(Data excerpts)
......

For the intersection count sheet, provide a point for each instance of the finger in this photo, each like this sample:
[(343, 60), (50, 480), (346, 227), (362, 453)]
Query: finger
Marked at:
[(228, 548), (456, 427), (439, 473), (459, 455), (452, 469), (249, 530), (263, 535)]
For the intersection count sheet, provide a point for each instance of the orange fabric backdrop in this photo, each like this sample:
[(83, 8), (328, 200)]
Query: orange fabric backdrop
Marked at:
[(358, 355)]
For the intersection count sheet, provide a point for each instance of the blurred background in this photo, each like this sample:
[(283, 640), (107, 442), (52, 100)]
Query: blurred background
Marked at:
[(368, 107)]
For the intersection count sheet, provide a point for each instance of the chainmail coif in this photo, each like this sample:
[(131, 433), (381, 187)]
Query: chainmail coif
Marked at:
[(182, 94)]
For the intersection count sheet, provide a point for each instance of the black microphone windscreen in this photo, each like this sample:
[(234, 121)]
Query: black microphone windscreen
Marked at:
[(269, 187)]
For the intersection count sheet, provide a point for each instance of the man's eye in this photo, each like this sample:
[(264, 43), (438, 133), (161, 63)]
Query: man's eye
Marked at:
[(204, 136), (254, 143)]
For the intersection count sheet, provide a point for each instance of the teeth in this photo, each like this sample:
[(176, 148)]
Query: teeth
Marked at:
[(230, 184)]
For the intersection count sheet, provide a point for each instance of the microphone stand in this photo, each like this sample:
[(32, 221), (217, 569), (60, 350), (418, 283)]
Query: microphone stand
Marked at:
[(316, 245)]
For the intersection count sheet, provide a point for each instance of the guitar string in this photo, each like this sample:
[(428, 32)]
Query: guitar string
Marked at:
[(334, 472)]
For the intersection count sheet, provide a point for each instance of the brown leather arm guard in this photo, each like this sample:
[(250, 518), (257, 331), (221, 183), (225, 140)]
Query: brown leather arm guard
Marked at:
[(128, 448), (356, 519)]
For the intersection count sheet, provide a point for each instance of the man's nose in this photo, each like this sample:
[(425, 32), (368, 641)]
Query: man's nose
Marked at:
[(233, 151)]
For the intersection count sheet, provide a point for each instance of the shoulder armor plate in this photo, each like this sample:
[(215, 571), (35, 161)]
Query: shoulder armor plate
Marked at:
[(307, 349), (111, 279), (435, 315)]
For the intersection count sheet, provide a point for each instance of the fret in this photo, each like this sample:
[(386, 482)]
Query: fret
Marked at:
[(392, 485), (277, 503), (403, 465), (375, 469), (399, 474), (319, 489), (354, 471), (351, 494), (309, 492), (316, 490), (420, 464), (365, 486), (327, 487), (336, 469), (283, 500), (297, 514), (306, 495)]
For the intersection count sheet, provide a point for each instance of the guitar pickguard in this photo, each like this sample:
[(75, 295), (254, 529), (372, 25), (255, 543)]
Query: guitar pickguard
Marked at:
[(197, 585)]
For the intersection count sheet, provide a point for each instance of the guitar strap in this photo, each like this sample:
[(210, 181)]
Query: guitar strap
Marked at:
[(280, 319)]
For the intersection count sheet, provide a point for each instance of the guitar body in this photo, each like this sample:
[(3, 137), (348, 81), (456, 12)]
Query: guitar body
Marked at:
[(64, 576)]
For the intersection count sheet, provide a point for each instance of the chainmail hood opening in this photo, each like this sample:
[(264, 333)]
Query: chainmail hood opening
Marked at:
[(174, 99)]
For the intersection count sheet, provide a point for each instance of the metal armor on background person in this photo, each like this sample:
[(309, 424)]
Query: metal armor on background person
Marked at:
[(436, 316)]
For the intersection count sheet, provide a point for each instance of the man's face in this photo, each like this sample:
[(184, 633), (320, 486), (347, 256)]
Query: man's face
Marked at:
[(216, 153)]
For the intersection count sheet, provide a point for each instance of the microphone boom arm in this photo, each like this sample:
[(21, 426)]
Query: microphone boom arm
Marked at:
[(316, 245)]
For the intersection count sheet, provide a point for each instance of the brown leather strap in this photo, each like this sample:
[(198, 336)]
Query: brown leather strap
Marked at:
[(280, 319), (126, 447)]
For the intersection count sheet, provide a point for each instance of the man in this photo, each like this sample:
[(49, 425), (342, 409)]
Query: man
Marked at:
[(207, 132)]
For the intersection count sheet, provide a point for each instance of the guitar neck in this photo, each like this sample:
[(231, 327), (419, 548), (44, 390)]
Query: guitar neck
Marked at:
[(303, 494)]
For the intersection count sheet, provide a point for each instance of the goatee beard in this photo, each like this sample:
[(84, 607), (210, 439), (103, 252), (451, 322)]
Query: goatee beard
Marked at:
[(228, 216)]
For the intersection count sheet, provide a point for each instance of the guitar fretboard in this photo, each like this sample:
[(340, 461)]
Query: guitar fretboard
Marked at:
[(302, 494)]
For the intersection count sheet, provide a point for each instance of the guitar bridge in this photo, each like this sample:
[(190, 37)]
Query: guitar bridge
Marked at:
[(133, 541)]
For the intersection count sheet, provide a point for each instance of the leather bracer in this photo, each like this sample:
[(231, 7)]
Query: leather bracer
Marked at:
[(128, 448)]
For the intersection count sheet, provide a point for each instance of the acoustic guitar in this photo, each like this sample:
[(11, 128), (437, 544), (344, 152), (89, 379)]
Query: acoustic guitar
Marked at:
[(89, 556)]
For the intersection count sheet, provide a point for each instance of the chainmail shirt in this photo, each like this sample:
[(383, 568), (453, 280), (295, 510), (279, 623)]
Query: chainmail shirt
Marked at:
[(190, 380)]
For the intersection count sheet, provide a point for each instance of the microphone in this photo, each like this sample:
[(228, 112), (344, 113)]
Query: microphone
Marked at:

......

| The task |
Copy all the records exactly so that no character differs from the source.

| Response area |
For the intersection count sheet, provide a point for each instance of the finger in this photo, each like this sample:
[(343, 60), (50, 480), (346, 227), (362, 453)]
Query: finger
Marked at:
[(228, 548), (456, 427), (439, 473), (459, 455), (452, 469), (249, 530), (263, 535)]
For the intersection count sheet, provide a point for each instance of the orange fabric backdrop in this photo, each like this sample:
[(83, 8), (328, 200)]
Query: orange fabric backdrop
Marked at:
[(358, 355)]
For the intersection count sheet, provide a point for each instance of the blurred background in this photo, each like this sample:
[(283, 640), (107, 442), (52, 100)]
Query: blurred background
Marked at:
[(368, 107)]
For the intersection count sheet, provide a point for each instance of the chainmail coif in this photo, each like this sample:
[(131, 433), (381, 187)]
Query: chainmail coif
Marked at:
[(182, 94)]
For the intersection count sheet, provide a point for each instance of the black microphone windscreen in this photo, each like this sample:
[(234, 121)]
Query: black microphone windscreen
Marked at:
[(269, 187)]
For the intersection count sheet, provide a point for each instance of the man's eye in this photo, each like this sample:
[(264, 43), (438, 133), (161, 63)]
Query: man's eye
Marked at:
[(204, 136), (254, 143)]
For the intersection count sheet, provide a point for each instance of the teeth in this photo, each like this sample:
[(176, 148)]
Query: teeth
Marked at:
[(230, 184)]
For the intersection count sheet, provide a point for each instance of the microphone stand in this photo, each like this sample:
[(32, 221), (217, 569), (60, 350), (418, 283)]
Query: microphone stand
Marked at:
[(316, 245)]
For the intersection count sheet, provide a point for each instance of the guitar string in this photo, each like this sample:
[(428, 32)]
Query: guitar string
Marked at:
[(334, 472)]
For the intersection count sheet, provide a point for each instance of the brown leather arm guard in this photo, each like this sample:
[(250, 518), (257, 331), (221, 183), (225, 140)]
Query: brown leather arm guard
Marked at:
[(128, 448), (356, 519)]
For the intersection count sheet, provide a point for each instance of the man's nose in this photo, each like this sample:
[(425, 32), (368, 641)]
Query: man's nose
Marked at:
[(233, 151)]
For the intersection count sheet, provide a point for each instance of the shoulder armor plate in this photo, each like this sample:
[(215, 571), (35, 161)]
Query: shoulder armor plate
Marked at:
[(307, 349), (111, 279), (435, 315)]
For the intersection count sheet, provide a point for each instance of the fret in this photo, each like this sample:
[(386, 482)]
Query: fret
Marked at:
[(392, 485), (277, 503), (403, 465), (375, 469), (399, 474), (319, 489), (354, 471), (351, 494), (309, 492), (316, 490), (420, 464), (365, 486), (327, 487), (336, 469), (283, 500), (297, 514), (306, 495)]
For the intersection count sheet, provide a point for each instance of the guitar pickguard in this photo, each like this sample:
[(75, 295), (254, 529), (372, 25), (255, 543)]
Query: guitar pickguard
Marked at:
[(197, 585)]
For the intersection count sheet, provide a point for each instance of the guitar strap in this photo, each like this sample:
[(210, 181)]
Query: guitar strap
Marked at:
[(280, 319)]
For the intersection count sheet, provide a point for each instance of the guitar body in this photo, each like this sample:
[(3, 137), (348, 81), (456, 12)]
Query: guitar body
Marked at:
[(64, 576)]
For the intersection count sheet, provide a point for each instance of the chainmail hood opening in this photo, each like this sample:
[(264, 333)]
Query: chainmail hood opening
Marked at:
[(174, 99)]
For the intersection count sheet, provide a point for each instance of the metal armor on background person in this photo, each like this sample:
[(309, 424)]
Query: metal armor on background person
Marked at:
[(436, 316)]
For the intersection count sheet, provide a point for each instance of the man's face in this photo, each like this sample:
[(184, 633), (320, 486), (347, 256)]
Query: man's face
Marked at:
[(216, 153)]
For the intersection count sheet, provide a point for each instance of the microphone boom arm in this photo, each like this sample:
[(21, 426)]
Query: microphone boom arm
Marked at:
[(316, 245)]
For the intersection count sheet, provide a point for each instance of the brown leather strap in this photo, each like this sample:
[(198, 336)]
Query: brown leather strap
Marked at:
[(280, 319), (126, 447)]
For the intersection count sheet, provide a point for each instance of the man in this photo, each like this sample:
[(49, 425), (342, 409)]
Query: man
Marked at:
[(207, 132)]
For the intersection count sheet, provide a point for each instance of the guitar neck in this photo, each like this sample:
[(231, 327), (419, 548), (44, 390)]
Query: guitar neck
Marked at:
[(303, 494)]
For the intersection count sheet, provide a point for each instance of the goatee beard in this photo, each like this sample:
[(84, 607), (210, 439), (103, 252), (451, 322)]
Query: goatee beard
Marked at:
[(228, 216)]
For the intersection count sheet, provide a point for each instance of the guitar fretboard in this photo, each like this sample:
[(340, 461)]
Query: guitar fretboard
Marked at:
[(302, 494)]
For the intersection count sheet, provide a point for each instance of the guitar bridge in this photo, each like this sample:
[(190, 37)]
Query: guitar bridge
Marked at:
[(133, 541)]
For the intersection count sheet, provide a point for each instance of the leather bracer in this photo, each like this sample:
[(231, 7)]
Query: leather bracer
Marked at:
[(128, 448)]
For the intersection count sheet, provide a point for each instance of the acoustic guitar in this photo, each like this sample:
[(11, 128), (437, 544), (344, 152), (89, 379)]
Query: acoustic guitar
Marked at:
[(89, 556)]
For the intersection count sheet, provide a point for each instance of the chainmail shirt in this photo, each like this sample:
[(383, 568), (453, 280), (295, 510), (279, 623)]
Query: chainmail shirt
Marked at:
[(190, 380)]
For the intersection count sheet, provide a point for each instance of the microphone in this photo, each like this sample:
[(228, 112), (344, 113)]
Query: microphone
Marked at:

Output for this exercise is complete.